How Far Can Unsupervised RLVR Scale LLM Training?

2026-03-09Machine Learning

Machine LearningComputation and Language
AI summary

The authors study ways to train large language models (LLMs) without using labeled data by creating rewards from the model itself or external signals. They find that methods using rewards from within the model improve results only when the model’s initial guesses are mostly correct, but then these rewards cause the model to become too confident and eventually fail. The authors show this behavior is linked to the model’s prior beliefs, not engineering choices, and suggest a new measure called Model Collapse Step to predict training success. They also explore external reward methods that might avoid these issues, pointing to future directions beyond current intrinsic reward approaches.

Extracted material
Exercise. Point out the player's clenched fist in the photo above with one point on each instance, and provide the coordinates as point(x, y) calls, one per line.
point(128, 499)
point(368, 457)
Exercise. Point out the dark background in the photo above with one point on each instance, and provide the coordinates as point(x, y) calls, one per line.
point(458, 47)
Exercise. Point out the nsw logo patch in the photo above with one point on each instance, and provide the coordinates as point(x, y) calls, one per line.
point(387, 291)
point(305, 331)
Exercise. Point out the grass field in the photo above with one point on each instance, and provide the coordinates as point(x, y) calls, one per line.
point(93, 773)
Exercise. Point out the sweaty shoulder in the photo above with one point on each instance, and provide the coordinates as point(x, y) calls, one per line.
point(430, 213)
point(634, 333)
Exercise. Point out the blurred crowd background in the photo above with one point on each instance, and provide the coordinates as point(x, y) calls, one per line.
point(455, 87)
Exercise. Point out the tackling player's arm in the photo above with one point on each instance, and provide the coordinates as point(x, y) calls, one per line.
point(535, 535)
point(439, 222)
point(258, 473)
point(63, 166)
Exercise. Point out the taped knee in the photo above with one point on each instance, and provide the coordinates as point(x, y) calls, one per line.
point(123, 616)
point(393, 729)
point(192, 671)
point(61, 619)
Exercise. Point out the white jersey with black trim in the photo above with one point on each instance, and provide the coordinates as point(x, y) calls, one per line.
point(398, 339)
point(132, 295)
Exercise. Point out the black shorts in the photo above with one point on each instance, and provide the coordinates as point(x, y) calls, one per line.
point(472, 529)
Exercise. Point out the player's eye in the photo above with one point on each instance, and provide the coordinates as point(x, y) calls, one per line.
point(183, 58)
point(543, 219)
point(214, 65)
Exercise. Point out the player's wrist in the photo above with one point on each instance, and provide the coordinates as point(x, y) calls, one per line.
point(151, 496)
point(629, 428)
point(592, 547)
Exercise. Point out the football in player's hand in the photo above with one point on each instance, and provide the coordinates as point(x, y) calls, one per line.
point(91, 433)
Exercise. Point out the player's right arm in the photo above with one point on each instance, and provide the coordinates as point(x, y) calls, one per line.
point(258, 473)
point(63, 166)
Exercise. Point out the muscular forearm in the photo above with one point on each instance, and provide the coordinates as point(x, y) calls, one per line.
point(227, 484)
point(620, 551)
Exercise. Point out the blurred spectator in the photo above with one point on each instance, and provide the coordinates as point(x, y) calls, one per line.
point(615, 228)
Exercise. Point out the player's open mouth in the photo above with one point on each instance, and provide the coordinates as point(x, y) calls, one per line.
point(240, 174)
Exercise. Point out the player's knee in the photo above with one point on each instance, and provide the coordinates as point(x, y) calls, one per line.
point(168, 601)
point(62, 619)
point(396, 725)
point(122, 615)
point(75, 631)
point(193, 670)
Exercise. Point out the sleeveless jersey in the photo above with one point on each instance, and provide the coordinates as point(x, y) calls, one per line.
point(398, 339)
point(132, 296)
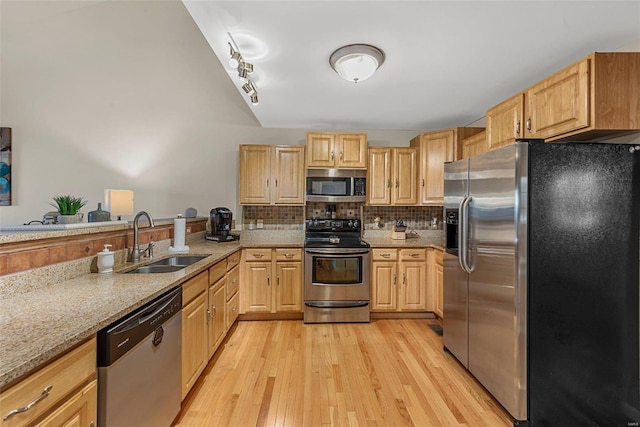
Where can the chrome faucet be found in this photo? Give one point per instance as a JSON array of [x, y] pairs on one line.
[[135, 252]]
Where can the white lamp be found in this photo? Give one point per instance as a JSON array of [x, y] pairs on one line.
[[118, 202], [356, 62]]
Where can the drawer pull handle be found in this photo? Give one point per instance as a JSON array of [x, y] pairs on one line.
[[44, 394]]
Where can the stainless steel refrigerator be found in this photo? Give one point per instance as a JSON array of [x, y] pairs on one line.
[[541, 278]]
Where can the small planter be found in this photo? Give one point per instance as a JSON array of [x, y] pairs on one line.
[[67, 219]]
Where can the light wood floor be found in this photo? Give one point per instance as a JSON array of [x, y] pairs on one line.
[[385, 373]]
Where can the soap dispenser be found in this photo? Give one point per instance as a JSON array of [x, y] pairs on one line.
[[106, 260]]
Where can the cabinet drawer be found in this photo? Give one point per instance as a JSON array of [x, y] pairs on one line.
[[193, 287], [233, 282], [413, 254], [217, 272], [60, 378], [233, 309], [233, 260], [257, 254], [384, 254], [290, 254]]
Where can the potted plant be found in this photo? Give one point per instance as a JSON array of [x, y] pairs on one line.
[[68, 207]]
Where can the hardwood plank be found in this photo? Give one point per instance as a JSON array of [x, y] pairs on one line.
[[387, 372]]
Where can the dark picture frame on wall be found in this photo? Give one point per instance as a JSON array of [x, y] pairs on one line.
[[5, 166]]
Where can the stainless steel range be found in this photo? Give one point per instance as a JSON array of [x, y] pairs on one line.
[[336, 282]]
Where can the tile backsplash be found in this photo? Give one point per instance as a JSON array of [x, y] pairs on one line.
[[292, 217]]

Work order A
In the page on unsupervised RLVR for training LLMs, what new measure do the authors suggest for predicting training success?
Work order B
Carry on the page about unsupervised RLVR for training LLMs, starting after its final sentence.

Response area A
They suggest a measure called Model Collapse Step.

Response area B
unsupervised reinforcement learningverifiable rewardsintrinsic rewardsexternal rewardsmodel priorreward shapinglarge language modelsmodel collapseModel Collapse StepRL trainability
Authors
Bingxiang He, Yuxin Zuo, Zeyuan Liu, Shangziqi Zhao, Zixuan Fu, Junlin Yang, Cheng Qian, Kaiyan Zhang, Yuchen Fan, Ganqu Cui, Xiusi Chen, Youbang Sun, Xingtai Lv, Xuekai Zhu, Li Sheng, Ran Li, Huan-ang Gao, Yuchen Zhang, Bowen Zhou, Zhiyuan Liu, Ning Ding
Abstract
Unsupervised reinforcement learning with verifiable rewards (URLVR) offers a pathway to scale LLM training beyond the supervision bottleneck by deriving rewards without ground truth labels. Recent works leverage model intrinsic signals, showing promising early gains, yet their potential and limitations remain unclear. In this work, we revisit URLVR and provide a comprehensive analysis spanning taxonomy, theory and extensive experiments. We first classify URLVR methods into intrinsic versus external based on reward sources, then establish a unified theoretical framework revealing that all intrinsic methods converge toward sharpening the model's initial distribution This sharpening mechanism succeeds when initial confidence aligns with correctness but fails catastrophically when misaligned. Through systematic experiments, we show intrinsic rewards consistently follow a rise-then-fall pattern across methods, with collapse timing determined by model prior rather than engineering choices. Despite these scaling limits, we find intrinsic rewards remain valuable in test-time training on small datasets, and propose Model Collapse Step to measure model prior, serving as a practical indicator for RL trainability. Finally, we explore external reward methods that ground verification in computational asymmetries, showing preliminary evidence they may escape the confidence-correctness ceiling. Our findings chart boundaries for intrinsic URLVR while motivating paths toward scalable alternatives.